Start of DOCUMENT TEXT

Fortunately, we have a credible alternative to the notion that this was a “snuff film.” The most compelling evidence against this approach lies in evidence that the boy was never shot:
– No blood: Talal claimed the boy was bleeding for 15 or 20 minutes from a bullet wound that “exploded the boy’s stomach” (which would normally prove fatal), but the tape does not show any blood on the ground where Mohammed lay. Footage taken even on the morning of the following evidences no blood. Footage taken of the same spot later in the following day when the local Palestinian commander arrive to investigate does show a small amount of red substance under the father’s place at the barrel, but not where Mohammed lay. Why would Talal fail to have captured even a few seconds of the boy bleeding on the ground?
– No ambulance evacuation: Given how valuable ambulance evacuations are as footage and how quickly the ambulances tend to arrive, and the fact that we know an ambulance is in waiting just behind the boy and the father, one would expect a real case of evacuating the wounded to be extremely valuable footage to capture. Given Talal’s perfect positioning for filming an especially bloody scene of the wounded father and dead son, it seems incomprehensible that Talal has not one frame of an ambulance evacuation. Asked why not by Nahum Shahaf over the phone, Talal responds evasively: “because the ambulance driver was shot.” Asked why he didn’t take a picture of that, he responded, “because he was shot before he got to the boy.” That, of course, does not explain why he did not photograph the eventual evacuation. Enderlin replies to both anomalies by claiming that Talal told him that he was running out of batteries, although if that were the case, why did he not just run out his camera on the scene in front of him rather than film a later, undistinguished, ambulance scene?

End of DOCUMENT TEXT

Please repeat word for word the part of the text about the filmed shooting between "Fortunately, we have" and "on the ground?", inclusive. The listing after this comes from a separate source, not from the text about the filmed shooting.

Start of DATA FOR REVIEW

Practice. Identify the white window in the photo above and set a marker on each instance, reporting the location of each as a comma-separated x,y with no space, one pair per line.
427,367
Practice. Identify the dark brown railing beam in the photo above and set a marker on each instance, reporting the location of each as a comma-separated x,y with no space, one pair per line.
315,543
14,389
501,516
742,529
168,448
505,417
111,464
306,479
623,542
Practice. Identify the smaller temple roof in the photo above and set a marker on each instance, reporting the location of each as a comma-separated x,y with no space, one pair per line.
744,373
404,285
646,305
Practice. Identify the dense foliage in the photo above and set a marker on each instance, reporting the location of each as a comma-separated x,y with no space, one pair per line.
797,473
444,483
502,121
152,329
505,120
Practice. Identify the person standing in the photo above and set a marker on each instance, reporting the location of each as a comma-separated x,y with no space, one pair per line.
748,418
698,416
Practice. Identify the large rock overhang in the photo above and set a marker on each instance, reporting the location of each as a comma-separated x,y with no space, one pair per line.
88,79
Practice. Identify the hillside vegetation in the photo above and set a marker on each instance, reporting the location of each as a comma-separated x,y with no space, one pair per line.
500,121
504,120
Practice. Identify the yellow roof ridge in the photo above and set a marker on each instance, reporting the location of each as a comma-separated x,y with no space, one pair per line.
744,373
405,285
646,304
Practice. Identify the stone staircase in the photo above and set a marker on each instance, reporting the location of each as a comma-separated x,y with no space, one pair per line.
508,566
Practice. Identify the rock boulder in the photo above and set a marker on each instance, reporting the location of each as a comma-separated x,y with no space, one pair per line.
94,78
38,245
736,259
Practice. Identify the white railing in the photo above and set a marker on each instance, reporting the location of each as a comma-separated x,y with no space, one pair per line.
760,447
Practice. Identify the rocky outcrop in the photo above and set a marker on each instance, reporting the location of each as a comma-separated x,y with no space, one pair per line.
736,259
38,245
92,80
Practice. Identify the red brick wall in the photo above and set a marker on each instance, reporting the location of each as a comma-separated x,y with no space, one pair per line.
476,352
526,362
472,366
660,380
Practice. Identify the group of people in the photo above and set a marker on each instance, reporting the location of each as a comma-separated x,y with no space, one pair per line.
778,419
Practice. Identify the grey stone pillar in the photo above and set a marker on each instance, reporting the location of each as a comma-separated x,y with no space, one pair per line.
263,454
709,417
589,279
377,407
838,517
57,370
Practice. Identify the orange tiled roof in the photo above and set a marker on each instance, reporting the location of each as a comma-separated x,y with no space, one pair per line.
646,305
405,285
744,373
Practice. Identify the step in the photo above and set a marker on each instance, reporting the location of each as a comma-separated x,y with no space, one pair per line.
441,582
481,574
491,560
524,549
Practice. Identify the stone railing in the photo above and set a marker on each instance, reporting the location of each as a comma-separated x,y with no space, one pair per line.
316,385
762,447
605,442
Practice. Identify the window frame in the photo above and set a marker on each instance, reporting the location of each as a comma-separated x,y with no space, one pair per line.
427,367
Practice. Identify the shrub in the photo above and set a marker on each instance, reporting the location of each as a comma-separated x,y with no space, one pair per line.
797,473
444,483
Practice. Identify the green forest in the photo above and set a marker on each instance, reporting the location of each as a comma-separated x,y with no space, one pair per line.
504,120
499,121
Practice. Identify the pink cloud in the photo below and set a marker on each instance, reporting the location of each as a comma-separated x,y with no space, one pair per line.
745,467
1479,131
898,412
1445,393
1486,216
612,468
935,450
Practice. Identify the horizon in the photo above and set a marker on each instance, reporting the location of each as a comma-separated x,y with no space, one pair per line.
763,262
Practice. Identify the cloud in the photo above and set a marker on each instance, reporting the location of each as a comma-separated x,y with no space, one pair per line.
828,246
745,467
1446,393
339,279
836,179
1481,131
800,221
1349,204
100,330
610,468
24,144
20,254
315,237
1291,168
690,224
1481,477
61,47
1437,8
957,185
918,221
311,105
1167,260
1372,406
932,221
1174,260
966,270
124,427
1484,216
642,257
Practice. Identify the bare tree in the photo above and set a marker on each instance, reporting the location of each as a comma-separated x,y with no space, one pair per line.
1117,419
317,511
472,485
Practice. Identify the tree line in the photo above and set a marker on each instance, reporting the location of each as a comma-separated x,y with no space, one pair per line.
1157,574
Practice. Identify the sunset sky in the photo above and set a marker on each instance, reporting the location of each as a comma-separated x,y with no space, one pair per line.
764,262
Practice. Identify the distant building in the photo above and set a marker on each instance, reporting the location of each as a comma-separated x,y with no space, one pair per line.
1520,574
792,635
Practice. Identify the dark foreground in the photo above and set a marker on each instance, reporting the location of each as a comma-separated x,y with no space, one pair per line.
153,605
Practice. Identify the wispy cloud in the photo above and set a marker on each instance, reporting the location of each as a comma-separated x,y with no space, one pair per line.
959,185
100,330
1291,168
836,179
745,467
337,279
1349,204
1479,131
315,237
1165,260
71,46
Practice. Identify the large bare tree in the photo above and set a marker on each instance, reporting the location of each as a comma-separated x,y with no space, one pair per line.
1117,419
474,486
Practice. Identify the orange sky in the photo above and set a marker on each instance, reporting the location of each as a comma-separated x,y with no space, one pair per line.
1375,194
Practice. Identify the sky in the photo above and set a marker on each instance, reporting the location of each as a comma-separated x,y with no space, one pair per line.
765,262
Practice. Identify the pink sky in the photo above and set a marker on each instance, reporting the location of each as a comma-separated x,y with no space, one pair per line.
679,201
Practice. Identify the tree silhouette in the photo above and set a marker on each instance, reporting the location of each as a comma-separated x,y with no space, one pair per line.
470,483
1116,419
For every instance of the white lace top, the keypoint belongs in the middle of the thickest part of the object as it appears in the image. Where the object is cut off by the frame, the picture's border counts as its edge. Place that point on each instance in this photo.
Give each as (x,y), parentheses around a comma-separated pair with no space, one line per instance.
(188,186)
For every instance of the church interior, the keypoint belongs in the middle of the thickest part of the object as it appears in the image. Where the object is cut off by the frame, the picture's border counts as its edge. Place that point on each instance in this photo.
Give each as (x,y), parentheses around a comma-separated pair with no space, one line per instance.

End of DATA FOR REVIEW

_FINAL ANSWER:_
Fortunately, we have a credible alternative to the notion that this was a “snuff film.” The most compelling evidence against this approach lies in evidence that the boy was never shot:
– No blood: Talal claimed the boy was bleeding for 15 or 20 minutes from a bullet wound that “exploded the boy’s stomach” (which would normally prove fatal), but the tape does not show any blood on the ground where Mohammed lay. Footage taken even on the morning of the following evidences no blood. Footage taken of the same spot later in the following day when the local Palestinian commander arrive to investigate does show a small amount of red substance under the father’s place at the barrel, but not where Mohammed lay. Why would Talal fail to have captured even a few seconds of the boy bleeding on the ground?